Start of Records

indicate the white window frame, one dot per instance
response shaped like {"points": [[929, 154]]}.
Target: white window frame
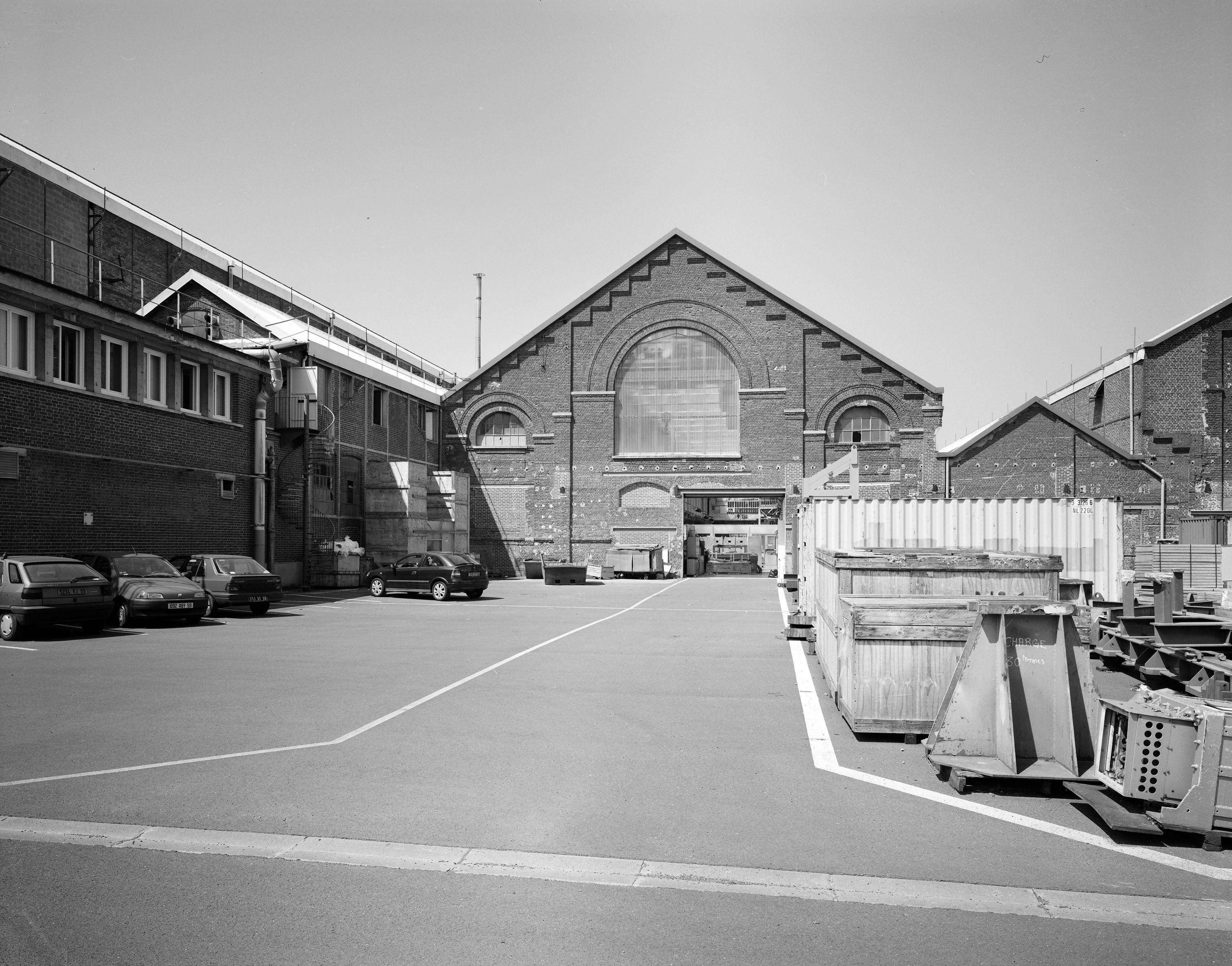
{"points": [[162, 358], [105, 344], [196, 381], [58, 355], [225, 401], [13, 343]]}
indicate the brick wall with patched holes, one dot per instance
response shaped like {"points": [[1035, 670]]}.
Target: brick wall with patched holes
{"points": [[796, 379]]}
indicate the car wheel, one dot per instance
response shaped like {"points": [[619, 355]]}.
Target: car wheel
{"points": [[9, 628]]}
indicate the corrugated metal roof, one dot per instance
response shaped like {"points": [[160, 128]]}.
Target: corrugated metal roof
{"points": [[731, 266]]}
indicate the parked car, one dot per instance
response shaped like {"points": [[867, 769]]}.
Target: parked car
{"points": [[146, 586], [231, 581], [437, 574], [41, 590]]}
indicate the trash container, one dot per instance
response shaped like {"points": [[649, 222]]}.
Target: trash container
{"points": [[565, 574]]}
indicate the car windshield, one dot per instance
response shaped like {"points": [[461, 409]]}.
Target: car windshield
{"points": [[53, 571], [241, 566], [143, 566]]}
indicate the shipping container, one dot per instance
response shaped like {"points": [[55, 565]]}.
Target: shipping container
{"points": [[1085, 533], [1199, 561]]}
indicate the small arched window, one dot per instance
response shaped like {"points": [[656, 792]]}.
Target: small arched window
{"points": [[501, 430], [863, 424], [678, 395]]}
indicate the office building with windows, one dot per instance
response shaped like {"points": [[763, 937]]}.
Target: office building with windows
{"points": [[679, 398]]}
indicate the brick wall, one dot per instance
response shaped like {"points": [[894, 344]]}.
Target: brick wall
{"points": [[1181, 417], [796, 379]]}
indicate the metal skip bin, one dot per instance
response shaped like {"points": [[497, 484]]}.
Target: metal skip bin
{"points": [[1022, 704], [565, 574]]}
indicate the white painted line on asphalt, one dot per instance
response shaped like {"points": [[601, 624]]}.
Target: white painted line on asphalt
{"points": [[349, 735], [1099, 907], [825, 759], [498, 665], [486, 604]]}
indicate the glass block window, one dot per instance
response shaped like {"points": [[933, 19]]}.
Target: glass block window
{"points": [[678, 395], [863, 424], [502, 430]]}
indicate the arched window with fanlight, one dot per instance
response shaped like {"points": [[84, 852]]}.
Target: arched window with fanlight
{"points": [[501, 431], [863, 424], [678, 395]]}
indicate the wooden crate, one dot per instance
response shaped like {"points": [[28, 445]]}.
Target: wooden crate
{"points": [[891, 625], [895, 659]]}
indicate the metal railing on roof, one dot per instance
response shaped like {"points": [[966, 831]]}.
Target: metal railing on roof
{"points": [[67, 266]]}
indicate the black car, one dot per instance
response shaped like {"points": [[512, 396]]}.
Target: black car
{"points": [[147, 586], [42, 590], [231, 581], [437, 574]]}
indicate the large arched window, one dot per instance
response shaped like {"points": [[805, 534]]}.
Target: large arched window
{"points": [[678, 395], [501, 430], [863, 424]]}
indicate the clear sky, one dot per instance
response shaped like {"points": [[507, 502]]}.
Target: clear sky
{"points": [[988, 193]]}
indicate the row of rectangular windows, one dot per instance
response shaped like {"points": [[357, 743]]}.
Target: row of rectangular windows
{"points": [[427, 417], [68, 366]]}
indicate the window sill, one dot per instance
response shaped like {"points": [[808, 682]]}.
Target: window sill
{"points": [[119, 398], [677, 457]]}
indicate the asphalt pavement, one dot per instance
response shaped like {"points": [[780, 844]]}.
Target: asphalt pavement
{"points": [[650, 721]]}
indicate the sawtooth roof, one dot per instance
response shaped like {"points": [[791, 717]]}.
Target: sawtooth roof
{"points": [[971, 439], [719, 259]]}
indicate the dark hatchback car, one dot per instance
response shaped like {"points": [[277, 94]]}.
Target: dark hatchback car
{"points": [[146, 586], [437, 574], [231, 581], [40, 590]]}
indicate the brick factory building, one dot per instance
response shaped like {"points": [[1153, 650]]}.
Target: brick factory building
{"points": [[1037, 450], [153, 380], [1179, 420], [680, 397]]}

End of Records
Start of Records

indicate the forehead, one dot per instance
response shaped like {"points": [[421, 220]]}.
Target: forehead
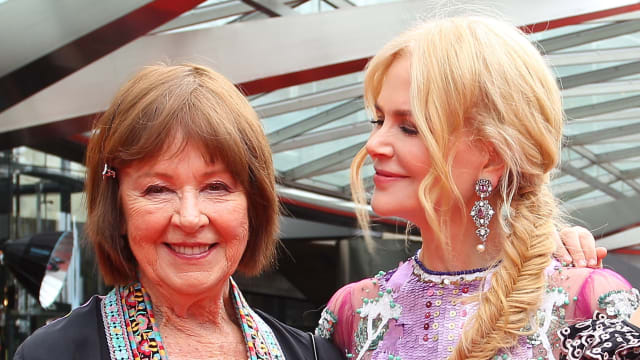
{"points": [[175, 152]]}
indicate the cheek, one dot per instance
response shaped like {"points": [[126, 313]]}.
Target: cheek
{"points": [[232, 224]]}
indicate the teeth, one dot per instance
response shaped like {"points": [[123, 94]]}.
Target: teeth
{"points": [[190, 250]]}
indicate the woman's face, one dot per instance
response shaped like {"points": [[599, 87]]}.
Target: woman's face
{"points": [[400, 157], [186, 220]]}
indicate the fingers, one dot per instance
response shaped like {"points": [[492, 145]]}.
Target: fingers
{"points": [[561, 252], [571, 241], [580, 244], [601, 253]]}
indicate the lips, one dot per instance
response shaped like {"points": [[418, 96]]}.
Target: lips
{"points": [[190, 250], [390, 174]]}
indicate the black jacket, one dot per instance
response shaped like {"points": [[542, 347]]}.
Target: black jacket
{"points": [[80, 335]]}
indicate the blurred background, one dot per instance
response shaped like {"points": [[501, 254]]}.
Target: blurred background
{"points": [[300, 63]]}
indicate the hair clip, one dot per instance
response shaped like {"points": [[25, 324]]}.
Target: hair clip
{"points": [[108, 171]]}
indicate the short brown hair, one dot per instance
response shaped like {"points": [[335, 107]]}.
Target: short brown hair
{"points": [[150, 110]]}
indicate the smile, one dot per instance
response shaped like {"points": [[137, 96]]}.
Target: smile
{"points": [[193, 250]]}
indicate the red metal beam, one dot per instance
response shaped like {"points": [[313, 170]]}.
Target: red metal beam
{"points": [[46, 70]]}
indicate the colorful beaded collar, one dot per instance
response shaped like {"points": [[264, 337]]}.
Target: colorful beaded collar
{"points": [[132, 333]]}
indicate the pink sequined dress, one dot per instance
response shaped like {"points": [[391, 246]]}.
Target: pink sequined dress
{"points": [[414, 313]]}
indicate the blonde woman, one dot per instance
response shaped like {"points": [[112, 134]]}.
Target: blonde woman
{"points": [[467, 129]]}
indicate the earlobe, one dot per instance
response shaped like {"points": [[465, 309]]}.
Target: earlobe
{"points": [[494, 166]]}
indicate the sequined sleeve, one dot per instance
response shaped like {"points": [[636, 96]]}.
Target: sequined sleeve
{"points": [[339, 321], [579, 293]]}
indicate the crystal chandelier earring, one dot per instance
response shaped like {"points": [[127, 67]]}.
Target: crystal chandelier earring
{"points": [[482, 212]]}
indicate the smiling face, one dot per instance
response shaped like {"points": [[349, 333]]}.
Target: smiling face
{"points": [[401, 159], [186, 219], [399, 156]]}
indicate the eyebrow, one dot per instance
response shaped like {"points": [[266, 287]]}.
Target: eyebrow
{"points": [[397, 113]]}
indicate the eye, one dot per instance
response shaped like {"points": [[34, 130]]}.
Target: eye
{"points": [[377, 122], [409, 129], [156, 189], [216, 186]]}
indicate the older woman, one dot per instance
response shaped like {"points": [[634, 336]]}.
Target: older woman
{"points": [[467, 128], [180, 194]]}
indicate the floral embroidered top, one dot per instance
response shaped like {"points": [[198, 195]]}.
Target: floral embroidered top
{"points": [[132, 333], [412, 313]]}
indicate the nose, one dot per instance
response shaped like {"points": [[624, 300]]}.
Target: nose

End of Records
Start of Records

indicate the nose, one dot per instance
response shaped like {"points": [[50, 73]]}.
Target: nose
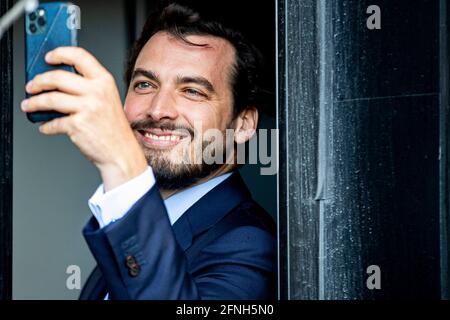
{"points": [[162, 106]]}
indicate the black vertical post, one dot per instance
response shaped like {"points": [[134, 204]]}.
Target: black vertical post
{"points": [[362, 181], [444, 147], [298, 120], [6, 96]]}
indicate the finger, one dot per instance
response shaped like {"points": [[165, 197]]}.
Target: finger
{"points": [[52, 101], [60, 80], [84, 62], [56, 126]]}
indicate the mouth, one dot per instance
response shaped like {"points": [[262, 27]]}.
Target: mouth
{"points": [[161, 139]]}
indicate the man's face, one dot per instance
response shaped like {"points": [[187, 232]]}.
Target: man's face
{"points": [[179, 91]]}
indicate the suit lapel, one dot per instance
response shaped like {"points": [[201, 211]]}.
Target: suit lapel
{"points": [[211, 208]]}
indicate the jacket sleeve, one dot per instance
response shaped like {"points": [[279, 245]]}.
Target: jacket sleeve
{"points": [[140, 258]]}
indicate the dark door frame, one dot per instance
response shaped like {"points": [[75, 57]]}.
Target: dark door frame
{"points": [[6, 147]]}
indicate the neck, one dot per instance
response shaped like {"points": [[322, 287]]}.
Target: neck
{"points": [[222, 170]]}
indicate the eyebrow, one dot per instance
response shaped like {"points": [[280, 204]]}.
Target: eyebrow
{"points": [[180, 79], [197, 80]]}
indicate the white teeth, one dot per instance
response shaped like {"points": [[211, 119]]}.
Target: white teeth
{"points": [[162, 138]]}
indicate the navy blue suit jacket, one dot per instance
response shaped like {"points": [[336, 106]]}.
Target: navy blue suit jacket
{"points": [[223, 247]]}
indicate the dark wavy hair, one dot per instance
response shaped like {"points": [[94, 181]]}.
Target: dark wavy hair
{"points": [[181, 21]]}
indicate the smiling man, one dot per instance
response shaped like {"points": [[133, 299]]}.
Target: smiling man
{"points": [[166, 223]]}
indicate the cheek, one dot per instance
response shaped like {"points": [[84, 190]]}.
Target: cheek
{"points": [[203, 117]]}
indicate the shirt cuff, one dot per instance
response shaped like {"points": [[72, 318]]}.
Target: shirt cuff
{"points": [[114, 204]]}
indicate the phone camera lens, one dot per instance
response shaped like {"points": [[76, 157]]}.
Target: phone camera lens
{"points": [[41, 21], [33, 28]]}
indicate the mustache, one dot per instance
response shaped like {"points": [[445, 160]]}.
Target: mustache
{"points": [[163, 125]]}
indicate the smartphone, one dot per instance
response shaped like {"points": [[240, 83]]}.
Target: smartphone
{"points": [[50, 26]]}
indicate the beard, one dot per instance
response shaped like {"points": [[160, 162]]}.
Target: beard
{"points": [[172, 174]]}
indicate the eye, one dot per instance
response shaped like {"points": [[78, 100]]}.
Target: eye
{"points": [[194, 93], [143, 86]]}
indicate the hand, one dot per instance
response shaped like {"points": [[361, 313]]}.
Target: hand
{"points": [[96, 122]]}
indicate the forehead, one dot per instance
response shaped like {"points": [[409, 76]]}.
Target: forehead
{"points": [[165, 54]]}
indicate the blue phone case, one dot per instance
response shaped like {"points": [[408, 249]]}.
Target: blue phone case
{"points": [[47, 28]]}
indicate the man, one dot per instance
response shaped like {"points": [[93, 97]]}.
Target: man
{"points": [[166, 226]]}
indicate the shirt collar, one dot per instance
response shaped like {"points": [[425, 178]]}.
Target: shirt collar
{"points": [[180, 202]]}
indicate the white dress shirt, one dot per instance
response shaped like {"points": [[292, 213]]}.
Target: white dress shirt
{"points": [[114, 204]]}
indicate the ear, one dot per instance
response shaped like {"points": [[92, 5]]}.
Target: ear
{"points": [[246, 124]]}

End of Records

**Task instructions:** Reproduce the listing above only between the lines holding "indicate the white window" and "indicate the corrugated", inclusive. Every line must match exactly, and pictures are dropped.

**Written response:**
indicate the white window frame, one dot per instance
response shaped like {"points": [[929, 154]]}.
Target: white window frame
{"points": [[162, 358], [105, 344], [196, 381], [58, 355], [225, 401], [13, 343]]}
indicate the brick wall with patched holes, one dot per instance
response shaped like {"points": [[1035, 670]]}.
Target: brick wall with patched holes
{"points": [[796, 379]]}
indicate the car wheel, one dot per instance
response shaped like {"points": [[619, 355]]}.
Target: car wheel
{"points": [[9, 628]]}
indicate the corrugated metal roof, one dot per instance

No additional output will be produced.